DOCUMENT SECTION -

* * * * *

HEB Challenge

This is the Soup Training Case
This is where we cleaned and analyzed the provided data

Inspiration

The need for a smarter and more accurate product search system for customers is what inspired this project. The traditional keyword systems often return irrelevant results because they don’t understand shopper intent or product details. We saw an opportunity to apply data science, embeddings, and re-ranking models to make search results more accurate and personalized. Our goal is to help HEB improve how products are matched to search queries using semantic searching instead of basic keyword matching.

What it does

Our model takes a customer’s search query and ranks H-E-B products based on how closely they match what the shopper is looking for. It combines multiple product fields such as title, brand, category, and description to understand context and meaning. Using OpenAI embeddings, it generates vector representations of products and queries to capture semantic relationships between them. The system then retrieves the most relevant candidates and re-ranks them using a cross-encoder model to ensure that the top results are meaningful and relevant to what the customer is looking for.

How we built it

We began by cleaning and preprocessing H-E-B’s product catalog, focusing on key fields such as title, brand, category, and description. Each field was normalized by converting text to lowercase, removing punctuation, and filtering out common stopwords. This ensured that the embeddings focused on meaningful product information rather than irrelevant tokens and formatting. Next, we used OpenAI’s text-embedding 3-large model to convert both product data and customer queries into high-dimensional vectors. Each product field (title, brand, category, and description) was embedded separately to preserve its unique context. We then applied custom weighting to these embeddings (w_title= 0.8, w_brand= 0.05, w_cat= 0.10, w_desc= 0.05) before concatenating and normalizing them into a single high-dimensional vector. To make searches efficient, we stored all product vectors in a FAISS inner-product index, which allows the system to quickly compare query embeddings with millions of product embeddings and retrieve the most similar matches based on cosine similarity. The top matches from this retrieval step are then passed to a cross-encoder model (ms-marco-MiniLM-L-6-v2). This model reads the query and product description together and assigns a learned relevance score, effectively re-ranking the results for better precision.

* * * * *

WHAT THIS EXERCISE ASKS -
1 – In the HEB Challenge write-up, which cross-encoder model re-ranks the top matches from the retrieval step?
2 – Decide whether each statement agrees with the HEB Challenge write-up. Answer yes or no for each, and quote the words of the write-up that settle it.
(a) The brand field was given a weight of 0.10.
(b) The product vectors were stored in a FAISS inner-product index.
(c) The title, brand, category, and description fields were embedded together as a single text.
3 – Carry the HEB Challenge write-up forward from the end of its last paragraph.
The items after this point have no role in any work on the HEB Challenge write-up.

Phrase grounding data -
* * * * *

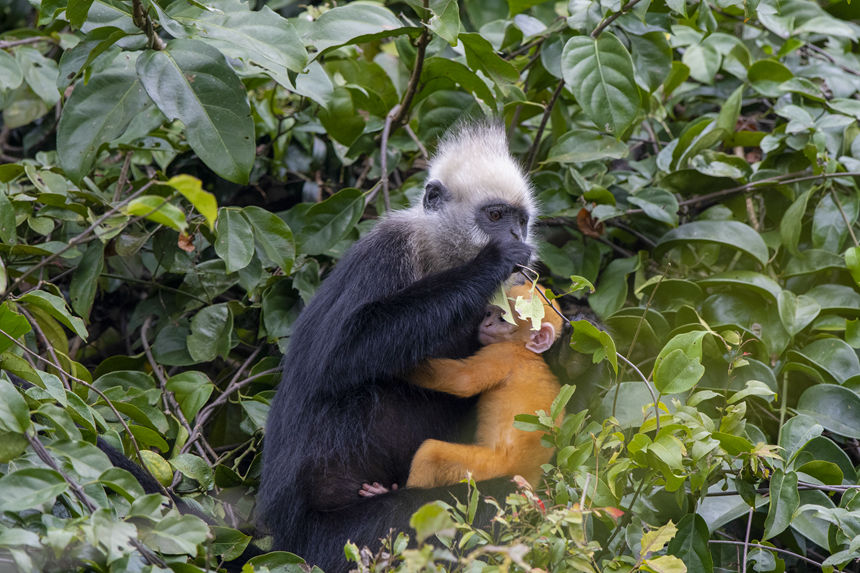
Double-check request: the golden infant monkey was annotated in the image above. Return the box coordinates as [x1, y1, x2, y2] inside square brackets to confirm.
[359, 283, 562, 497]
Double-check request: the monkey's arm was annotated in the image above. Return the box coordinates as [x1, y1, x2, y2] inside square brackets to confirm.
[409, 342, 528, 398]
[320, 241, 531, 383]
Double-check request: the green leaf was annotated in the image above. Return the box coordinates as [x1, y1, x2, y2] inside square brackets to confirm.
[681, 41, 722, 85]
[779, 188, 815, 255]
[570, 320, 618, 373]
[297, 189, 364, 255]
[125, 195, 188, 233]
[211, 526, 252, 561]
[0, 50, 24, 91]
[627, 187, 678, 226]
[654, 221, 768, 265]
[791, 338, 860, 384]
[0, 378, 30, 434]
[409, 501, 454, 545]
[242, 206, 296, 275]
[561, 32, 640, 136]
[747, 59, 794, 97]
[628, 32, 672, 92]
[639, 521, 678, 557]
[667, 513, 714, 573]
[588, 256, 641, 318]
[164, 175, 218, 231]
[307, 4, 416, 57]
[726, 380, 776, 404]
[186, 303, 233, 362]
[654, 349, 705, 394]
[141, 514, 209, 555]
[460, 33, 520, 84]
[140, 450, 173, 486]
[170, 454, 215, 490]
[762, 469, 800, 539]
[137, 40, 255, 183]
[57, 52, 153, 181]
[69, 241, 104, 319]
[427, 0, 460, 46]
[415, 57, 496, 108]
[806, 284, 860, 314]
[166, 370, 215, 421]
[215, 207, 254, 274]
[189, 1, 308, 76]
[319, 86, 365, 145]
[15, 47, 60, 105]
[66, 0, 93, 30]
[546, 129, 629, 163]
[0, 468, 68, 511]
[18, 290, 87, 340]
[797, 384, 860, 439]
[777, 290, 821, 336]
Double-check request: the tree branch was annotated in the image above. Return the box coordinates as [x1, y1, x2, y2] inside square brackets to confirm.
[0, 181, 156, 302]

* * * * *

WRITTEN RESPONSES -
1 – ms-marco-MiniLM-L-6-v2

2 –
(a) No: "w_brand= 0.05"
(b) Yes: "we stored all product vectors in a FAISS inner-product index"
(c) No: "Each product field (title, brand, category, and description) was embedded separately"

3 –
Challenges we ran into

One of the biggest challenges we faced was balancing precision and recall. Some queries were very broad while others were highly specific, which made it difficult to tune our weighting system so that the model performed well in both cases. However, our biggest challenge came when trying to integrate a VLM to interpret product images. The goal was to connect visual features like brand logos, nutritional labels, and packaging details to the text-based query attributes. We experimented with several models, including CLIP, SigLIP, and BLIP, and while most of them technically worked, they didn’t improve our ranking performance in a meaningful way. After multiple trials, we found that the added complexity didn’t translate to better results, so we decided to focus our efforts on refining the core text-based model instead.

Accomplishments that we're proud of

We are proud of building a fully functional semantic search system that accurately ranks products based on customer intent. By combining OpenAI embeddings, a FAISS retrieval index, and a cross-encoder re-ranking model, we created a pipeline that consistently delivers precise and meaningful search results. We were able to run our model against the queries_synth_train.json file to test it where we got our highest score of 0.672.

What we learned

We learned how powerful semantic embeddings can be for improving search relevance and understanding user intent. Additionally, it taught us how much small adjustments like normalization, field weighting, and re-ranking thresholds can impact overall performance.

What's next for HEB Challenge

Next, we plan to expand our system into a true multimodal search model by integrating visual understanding and structured product attributes. This would allow the system to interpret not only product text but also images, nutritional information, and packaging details, making search results even more accurate and personalized.